▶ **REQUIRED WORK**:
Reproduce the following material exactly, including every line.

▶ **DATA PROVIDED**:
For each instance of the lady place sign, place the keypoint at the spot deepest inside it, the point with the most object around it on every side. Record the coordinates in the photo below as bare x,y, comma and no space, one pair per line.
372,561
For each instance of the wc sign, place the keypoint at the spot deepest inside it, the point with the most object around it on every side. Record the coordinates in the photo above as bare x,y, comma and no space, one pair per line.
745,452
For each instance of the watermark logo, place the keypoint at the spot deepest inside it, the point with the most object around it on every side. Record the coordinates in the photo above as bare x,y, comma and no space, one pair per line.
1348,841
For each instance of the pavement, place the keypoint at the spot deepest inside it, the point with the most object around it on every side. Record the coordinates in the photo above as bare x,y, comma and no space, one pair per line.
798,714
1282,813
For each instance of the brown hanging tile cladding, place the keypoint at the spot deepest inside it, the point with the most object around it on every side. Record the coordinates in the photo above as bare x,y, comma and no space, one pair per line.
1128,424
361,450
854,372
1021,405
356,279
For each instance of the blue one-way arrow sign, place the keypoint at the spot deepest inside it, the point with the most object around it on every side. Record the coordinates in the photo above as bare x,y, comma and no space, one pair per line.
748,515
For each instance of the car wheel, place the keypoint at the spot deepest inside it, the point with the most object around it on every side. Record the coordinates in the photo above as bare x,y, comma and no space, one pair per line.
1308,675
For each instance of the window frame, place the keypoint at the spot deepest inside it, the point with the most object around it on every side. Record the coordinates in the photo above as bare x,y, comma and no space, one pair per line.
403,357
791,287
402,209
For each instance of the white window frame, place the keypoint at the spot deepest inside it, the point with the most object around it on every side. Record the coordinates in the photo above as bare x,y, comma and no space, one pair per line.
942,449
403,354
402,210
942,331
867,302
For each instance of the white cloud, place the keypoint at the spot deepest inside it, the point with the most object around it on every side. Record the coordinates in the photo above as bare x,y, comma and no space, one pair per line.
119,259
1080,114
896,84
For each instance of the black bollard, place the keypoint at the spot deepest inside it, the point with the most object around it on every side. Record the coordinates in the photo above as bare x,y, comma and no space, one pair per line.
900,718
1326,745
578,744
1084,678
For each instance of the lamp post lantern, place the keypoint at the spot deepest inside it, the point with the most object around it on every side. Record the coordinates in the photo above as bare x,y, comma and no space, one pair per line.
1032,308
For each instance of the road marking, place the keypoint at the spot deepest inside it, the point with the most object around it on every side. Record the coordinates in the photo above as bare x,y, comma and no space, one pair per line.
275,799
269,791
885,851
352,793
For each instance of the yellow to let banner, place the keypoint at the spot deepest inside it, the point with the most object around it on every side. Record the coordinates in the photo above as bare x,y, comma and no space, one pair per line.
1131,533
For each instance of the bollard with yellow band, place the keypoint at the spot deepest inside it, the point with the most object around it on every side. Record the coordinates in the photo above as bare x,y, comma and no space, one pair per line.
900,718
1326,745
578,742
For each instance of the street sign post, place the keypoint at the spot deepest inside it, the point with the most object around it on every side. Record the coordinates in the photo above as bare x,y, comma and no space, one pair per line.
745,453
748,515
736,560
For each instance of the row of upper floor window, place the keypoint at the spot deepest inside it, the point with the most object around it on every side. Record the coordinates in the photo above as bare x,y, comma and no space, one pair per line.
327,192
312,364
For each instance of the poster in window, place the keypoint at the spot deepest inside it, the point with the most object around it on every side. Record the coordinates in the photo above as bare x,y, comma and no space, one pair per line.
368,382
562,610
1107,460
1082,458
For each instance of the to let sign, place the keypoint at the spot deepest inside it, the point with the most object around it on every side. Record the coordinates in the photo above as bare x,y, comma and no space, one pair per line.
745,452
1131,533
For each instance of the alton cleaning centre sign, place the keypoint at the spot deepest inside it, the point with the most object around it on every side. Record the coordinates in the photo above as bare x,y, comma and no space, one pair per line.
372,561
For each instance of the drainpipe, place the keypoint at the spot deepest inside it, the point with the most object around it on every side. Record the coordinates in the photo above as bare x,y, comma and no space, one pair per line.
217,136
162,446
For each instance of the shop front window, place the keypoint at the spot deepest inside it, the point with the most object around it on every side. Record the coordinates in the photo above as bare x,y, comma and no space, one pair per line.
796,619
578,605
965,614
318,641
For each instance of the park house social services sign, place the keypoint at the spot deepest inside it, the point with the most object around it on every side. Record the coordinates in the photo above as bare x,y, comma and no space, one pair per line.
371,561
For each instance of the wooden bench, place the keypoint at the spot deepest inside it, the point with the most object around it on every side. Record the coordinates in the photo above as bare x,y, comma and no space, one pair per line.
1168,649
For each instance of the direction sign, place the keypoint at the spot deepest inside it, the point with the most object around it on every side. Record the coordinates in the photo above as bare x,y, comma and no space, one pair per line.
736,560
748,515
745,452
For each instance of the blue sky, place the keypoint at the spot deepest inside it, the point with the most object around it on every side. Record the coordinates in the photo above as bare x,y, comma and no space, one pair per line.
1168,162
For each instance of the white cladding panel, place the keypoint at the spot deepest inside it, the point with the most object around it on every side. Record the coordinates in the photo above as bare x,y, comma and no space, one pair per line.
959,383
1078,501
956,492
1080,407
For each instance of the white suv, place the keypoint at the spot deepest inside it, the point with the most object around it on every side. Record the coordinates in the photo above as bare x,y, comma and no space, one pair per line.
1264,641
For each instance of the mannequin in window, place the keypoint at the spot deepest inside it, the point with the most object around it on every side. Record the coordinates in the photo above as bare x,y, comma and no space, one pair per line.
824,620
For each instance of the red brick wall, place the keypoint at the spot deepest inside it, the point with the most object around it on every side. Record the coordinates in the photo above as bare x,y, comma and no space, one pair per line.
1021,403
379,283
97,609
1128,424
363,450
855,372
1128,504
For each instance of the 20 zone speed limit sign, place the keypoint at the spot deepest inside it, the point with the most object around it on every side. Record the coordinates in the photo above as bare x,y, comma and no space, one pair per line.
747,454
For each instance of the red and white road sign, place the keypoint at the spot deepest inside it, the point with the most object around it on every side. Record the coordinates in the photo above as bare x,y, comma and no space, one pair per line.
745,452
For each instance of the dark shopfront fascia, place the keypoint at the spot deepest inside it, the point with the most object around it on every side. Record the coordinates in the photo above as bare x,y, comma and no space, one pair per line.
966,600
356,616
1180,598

▶ **SOLUTION TO THE EXERCISE**:
For each instance of the lady place sign, place the keypoint at the spot deepest inside it, the point with the most object around it on every side. Record the coordinates in the photo below as bare x,y, comma and no space, one pair per line.
372,561
For each instance of the wc sign, place the keypoint at the spot deepest inside it, the point with the most object around it on every side. Record the coordinates in the photo above as bare x,y, comma and no space, one pair per line.
745,452
For each instance of the watermark logo, place the keypoint at the spot deepest inside it, the point with the most object around it on every side. Record the coordinates in the photo above as bare x,y, comma and no space, one pair per line.
1348,841
For each instance of the pavement, place the keypoint at the spot deepest inside it, the point with the most object around it on every side. Record the coordinates in the photo above as bare x,y, comma and no space, one pair per line.
798,714
1282,813
For each instance of the brown hanging tile cladding, place the keypoint at the spot deepest inside it, the point with the most object around it on every side. Record the coordinates in the photo above as bare x,y, comma and no space, one pair per line.
1128,424
361,450
854,372
1021,405
356,279
For each instance of the blue one-way arrow sign, place the keypoint at the spot deepest inside it, the point with the most object around it on every side. Record the coordinates in the photo above as bare x,y, comma and no space, one pair per line.
748,515
For each instance of the car wheel, place the keypoint at the spot deepest inside it, the point with the most object around it on every side. Record the coordinates in the photo above as bare x,y, comma and no space, one pair per line.
1308,675
For each instance of the window frame, place the keypoint at the spot deepest inside it, the point with the most object around it on every side. Record the coordinates in the photo above as bare x,y, comma and no space, one pair per line.
403,357
791,287
402,209
For each instance of the white window frame, place the keypoint at the spot deepest inside it, the point with the most object around it on every side. Record the coordinates in the photo above as bare x,y, comma and no space, one pair per line.
942,449
403,354
402,210
942,331
867,302
For each instance of the white cloud, place the keypoint at the spot deepest inside it, the point with the most object around it on every side. Record the coordinates in the photo above as bare x,y, comma and no space, one pair per line.
119,259
1080,114
896,84
For each instance of the black bollard, place the keypoint at the spot deepest inside it, the point with the most object around it on every side. Record the coordinates in the photo above as bare x,y, comma and no space, one pair per line.
900,718
1326,745
578,744
1084,678
For each instance of the lamp post lantern, place the keypoint at the spot deepest inside it, the point with the most object around it on every side. Record the coordinates in the photo above as bare x,y, comma and no space, one pair per line.
1032,308
For each instance of the road marking, place the keypoint at the spot deepest inside it, the point with the most object around it on every side. Record the coordinates in the photo above as bare x,y, comma and no space, one pair per line.
275,799
269,791
885,851
352,793
For each instance of the yellow to let banner, place the keypoint at the spot deepest inside it, the point with the most object around it on every side. Record the coordinates in the photo above as bare x,y, comma and no space, one pair per line.
1131,533
For each instance of the bollard with yellow band, place the keypoint at the spot deepest inside it, the point with the most object around it on every side. Record the coordinates in the photo above as bare x,y, comma and no space, one pair per line.
900,718
1326,745
578,742
For each instance of the street sign post, place the keypoint at the spot deepest inside it, the point with the most object around it on every side. Record the coordinates in the photo above as bare x,y, comma and no space, one pair per line.
745,453
748,515
736,560
For each instance of the row of upper floor window, place the keypoint at the spot deepest inside it, the point with the most object around it on every side. Record the coordinates in the photo above as bare x,y, comma and no space, one pair per line.
327,192
312,364
For each instance of the poster in window, place the keypoint at the spot deepest inside it, the point with the most object around it on every side. Record the coordinates in the photo above as bare x,y, comma and no space, one pair per line.
368,382
562,610
1107,460
1082,458
For each instance of the to let sign, place the keypoint at the spot deepest inside it, the point with the most object around it on every side. Record the coordinates in the photo above as bare x,y, comma and no space, one pair per line.
745,452
1131,533
For each instance of the alton cleaning centre sign, place the keypoint at the spot deepest inside it, the point with the most object around it on every side. Record the coordinates in the photo above as bare x,y, comma and no space, one pair per line.
372,561
For each instance of the drainpipe, place the keypoint at the spot deepest inside it, the point with the most object around it on every side. Record the coordinates in the photo above as bare x,y, comma and no space, one pair per line.
217,136
162,446
For each instance of the shop front window, place the keypoint at the spot deepest inside it, the point with the most object around it on every side. Record the coordinates in the photo above as bare x,y, comma and no space, one pair per line.
796,619
578,605
965,614
318,641
For each instance of the park house social services sign, place the keypoint at the spot deepest inside it, the point with the most object around it on every side. Record the coordinates in the photo above as bare x,y, comma and no space, one pair per line.
371,561
For each instance of the wooden bench, place the keypoint at the spot deepest inside it, the point with the most object around it on every side. Record the coordinates in the photo above as bare x,y, comma and no space, one pair per line.
1168,649
For each instance of the direction sign, place the keypoint at the spot deepest inside it, the point with the most object around it on every side. Record the coordinates in the photo above as bare x,y, comma and no space, one pair per line.
736,560
748,515
745,452
For each instance of the blue sky, place the keypoint at the spot deepest inside it, the point with the most object around it on every side. Record the coordinates in the photo above as bare x,y, comma and no space, one pair per line.
1168,162
For each instance of the white cladding panel, place the keypoint at the spot deepest inside it, the point with the most object around it on every side. Record the coordinates in the photo above as bare x,y, comma and no space, one pair per line.
959,383
1078,501
956,492
1080,407
For each instance of the white suv, place the keypoint at the spot deepest inside it, the point with the most object around it on every side. Record the coordinates in the photo above as bare x,y, comma and no space, one pair per line.
1264,641
For each instance of the mannequin in window, place the keypoint at the spot deepest inside it, the point with the most object around it on every side. Record the coordinates in the photo above as bare x,y, comma and no space, one pair per line.
824,620
For each instance of the red brick wall, place the keypoint at the spot deepest inside it, the point with the most object around it on every side. Record the coordinates in the photo above as bare x,y, comma and no space, one pair per line.
1021,403
379,283
97,609
1128,424
363,450
855,372
1128,504
For each instance of the 20 zone speed limit sign, place the keypoint at the spot deepest inside it, the point with the most object around it on every side. Record the coordinates in the photo above as bare x,y, comma and no space, one pair per line.
747,454
For each instance of the red and white road sign, place the keypoint at the spot deepest inside it, the point with the most object around it on every side. Record the coordinates in the photo above as bare x,y, comma and no space, one pair per line.
745,452
For each instance of the dark shopfront fascia, place the keypoint at the spot deepest inside it, the point with the most object around it on every side. Record the coordinates in the photo above as bare x,y, comma and no space, one pair per line.
966,600
356,616
1180,598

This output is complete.